> 課題詳細
祖母・傾山系の山旅を紹介する文章の続きを、最後の一文の後から書き進めてください。

5年前から祖母・傾山系など案内している自然観察指導員の工藤克史さん。
地域の子供達にも地元の自然の豊かさを伝えています。

*撮影:4月下旬

前回は祖母山の山頂がだいぶ近く見えるようになった所までの紹介でした。
今回は悠久の大地の営みの紹介から始めます。

<山旅スケッチ>
 悠久の大地の営み

1500万年程前、現在の祖母・傾山系一帯には巨大な火山がありました。
火山活動が治まった後、山塊が隆起し、雨風に削られ、現在の姿になったのです。

祖母山の東には長年の浸食によって削られた渓谷があります。

「全長が約8km続いているといわれてるんですが、
 綺麗な、え~、花崗岩がですねずうっと続いてるようなポイントになってます」

地下のマグマが冷え固まってできた花崗岩には、大小沢山の穴が開いています。
窪みの中の石が水の流れでグルグルと回って岩を削り、
甌穴(おうけつ)と呼ばれる穴を創りました。

〇甌穴

〇奥岳川

こちらは祖母山を源とする奥岳川の下流にある峡谷です。

「滞迫峡(たいざこきょう)という場所になります」

高さ70mにも及ぶ切り立った岩の壁。

9万年程前、阿蘇山の巨大噴火によってこの一帯は火砕流で覆われました。
岩壁にはその火砕流が冷えた際に出来た
柱状節理(ちゅうじょうせつり)と呼ばれる割れ目が見られます。

〇柱状節理

その岩を長い年月かけて水の流れが削り、険しい峡谷が出来たのです。

〇緒方川

祖母山から北へ流れる緒方川。
その田園風景に突如現れたのは。

「これは原尻(はらじり)の滝という滝になります」

落差20m、幅は120mにも渡る東洋のナイアガラとも呼ばれています。

流れ落ちる水が柱状節理の岩を崩して出来た滝。
今も少しずつその姿を変えています。

祖母・傾山系には太古から続く大地の営みが刻まれているのです。

稜線を歩き始めて30分

山頂へ続く険しい岩尾根を進みます。

「この辺りはちょうど馬の背中のように
 稜線が見えることから馬の背っていう風に呼ばれてる場所なんです」

> 素材

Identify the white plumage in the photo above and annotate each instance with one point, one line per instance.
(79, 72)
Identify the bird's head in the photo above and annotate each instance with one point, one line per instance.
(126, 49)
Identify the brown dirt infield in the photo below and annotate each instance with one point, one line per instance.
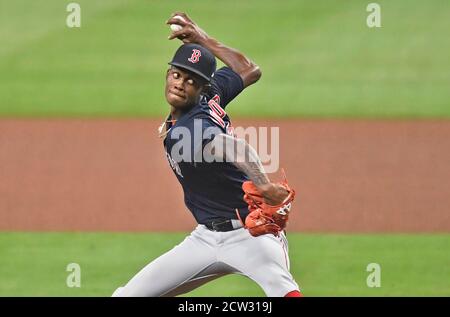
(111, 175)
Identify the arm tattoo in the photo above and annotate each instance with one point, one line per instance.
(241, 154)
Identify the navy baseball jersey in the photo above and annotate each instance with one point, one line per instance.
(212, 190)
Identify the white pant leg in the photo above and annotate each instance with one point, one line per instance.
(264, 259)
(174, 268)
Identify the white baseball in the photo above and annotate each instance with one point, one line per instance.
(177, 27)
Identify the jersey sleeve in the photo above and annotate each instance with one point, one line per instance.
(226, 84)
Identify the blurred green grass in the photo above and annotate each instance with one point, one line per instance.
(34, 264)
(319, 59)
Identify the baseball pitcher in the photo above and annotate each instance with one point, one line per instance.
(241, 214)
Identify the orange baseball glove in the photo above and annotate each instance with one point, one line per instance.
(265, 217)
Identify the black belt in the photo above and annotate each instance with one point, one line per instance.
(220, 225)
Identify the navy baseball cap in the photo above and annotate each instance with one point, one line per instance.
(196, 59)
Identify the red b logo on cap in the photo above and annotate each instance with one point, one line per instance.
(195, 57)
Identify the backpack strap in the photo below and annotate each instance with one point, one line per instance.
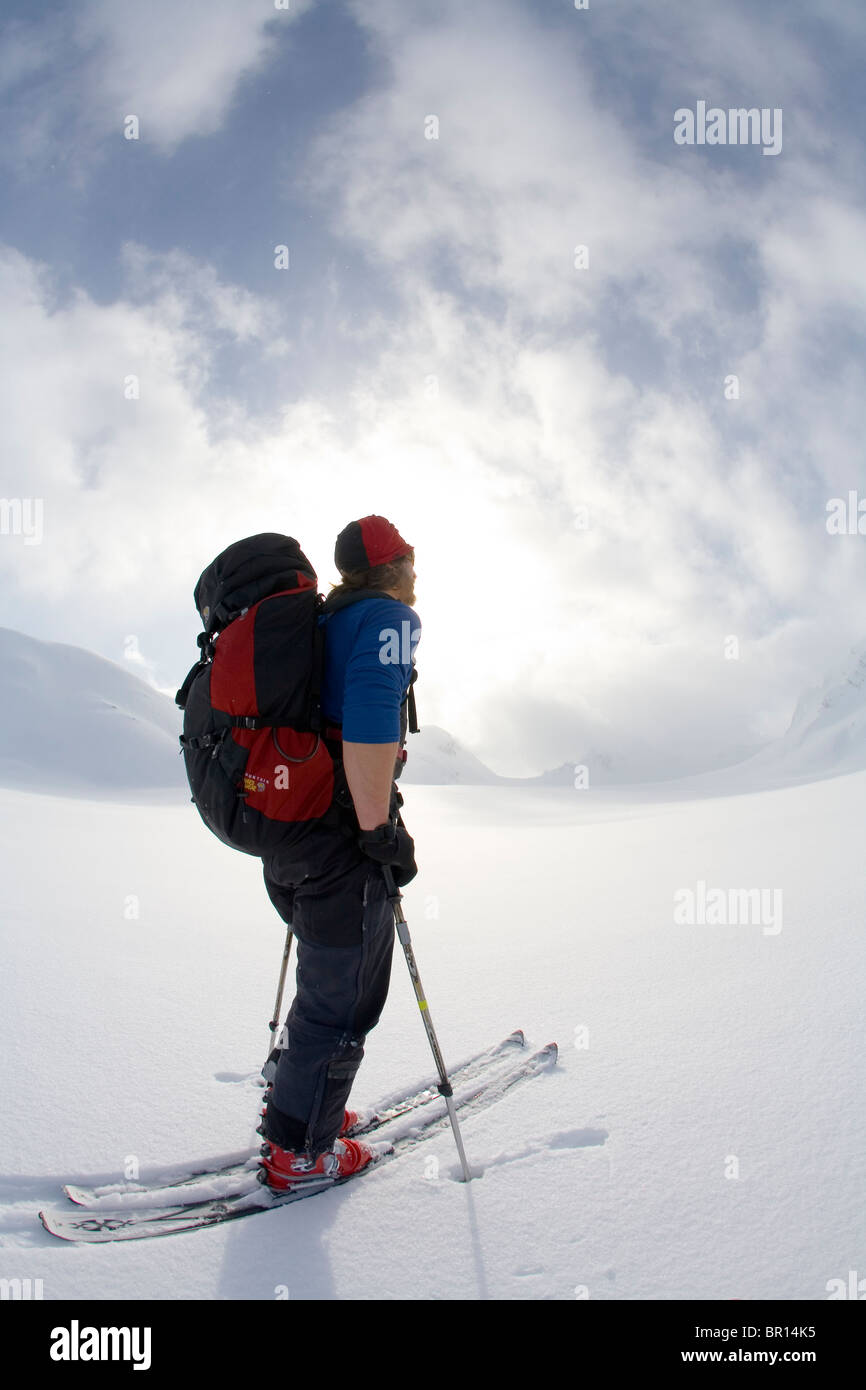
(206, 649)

> 演習出力
〇馬の背

「奥に見えるのがくじゅう連山」

〇くじゅう連山

「手前の町は竹田(たけた)市になりますよね」

〇竹田市

北には吸収の屋根と呼ばれるくじゅうの山々、ダイナミックな風景だな。

「この先ちょっと岩場が続きますので、
 ロープと鎖がありますので、でもゆっくり渡ってください」

はい、慎重に付いて行こう。

「かなり危険なので、もう一人ずつ渡りましょうかね」

うわぁ~、結構切れ落ちてる~。

う~、渡り切った。

登り続けること4時間半、あっ、小屋だ。

〇祖母山九合目小屋

「今日の目的地到着しました、お疲れ様です」

今日はたっぷり歩いたな~。

「失礼しま~す、よいしょっ」

今夜は祖母山の九合目にある山小屋に泊まります。

2日目

「おはようございま~す」

おはようございま~す。

「昨日はぐっすり寝れましたか?」

はい、お陰様で。

「良かったです。
 そしたら後30分ぐらいで日の出になりますので、
 ちょっと山頂の方で今から朝日を見に行きたいと思います」

午前5時出発

「ここから最後の登りになります。
 で、足場がちょっと、あの~、ガレ場で岩が多くなってくるので、
 気をつけて登ってもらいたいと思います」

「よいしょっ」

ヘッドランプの灯りを頼りに慎重に足場を選んで歩く。

わぁ~、東の空が赤く染まってる~。

「よいしょっ」

「そしたら祖母山山頂無事到着しました、お疲れ様です」

ありがとうございました~。

「凄い朝日が綺麗な感じで昇って来そうなので、早速朝日ちょっと見ましょう」

〇傾山

傾山の向こうから陽が昇って来る

「今少し稜線みたいな見えてると思うんですけども、
 その辺りが四国の山々が見えてます」

愛媛県の宇和島の山々が。

あの阿蘇山が遥か昔、巨大噴火したんだ。

〇阿蘇山

南には

「熊本と宮崎の県境の方になるんですけれども、
 一番奥は遠くで霧島も見えてるような感じですかね」

〇霧島山

鹿児島まで見えるんだ~。

「もうほんと九州全域をこの山から祖母山から見渡せるような感じですね」

九州を形創ってきた山々を望む贅沢な一時(ひととき)を過ごす。

〇自然観察指導員 工藤克史さん

「渓谷付近で、え~色んな生き物が、え~、見られたと思うんですけども、
 標高を高くしていけば、また別の生き物が見られたりとか、
 花々がですね、え~、満開になってる様子が見えたりとか、
 沢山豊かな自然が残ってるんで、子供達が大人になったら山に登って、
 あのまた祖母山の良さだとか、
 ね~この周辺の魅力っいうのに再度気付いていくような
 そんな形で伝えていけるといかな~と思いますね」

満開のアケボノツツジを楽しみ、自然のままの森を巡(めぐ)り、
壮大な大地の歴史にも触れた山旅でした。

大分県のJR緒方駅から車で走ること50分、
奥岳川沿いにあります尾平登山口で工藤さんと待ち合わせでした。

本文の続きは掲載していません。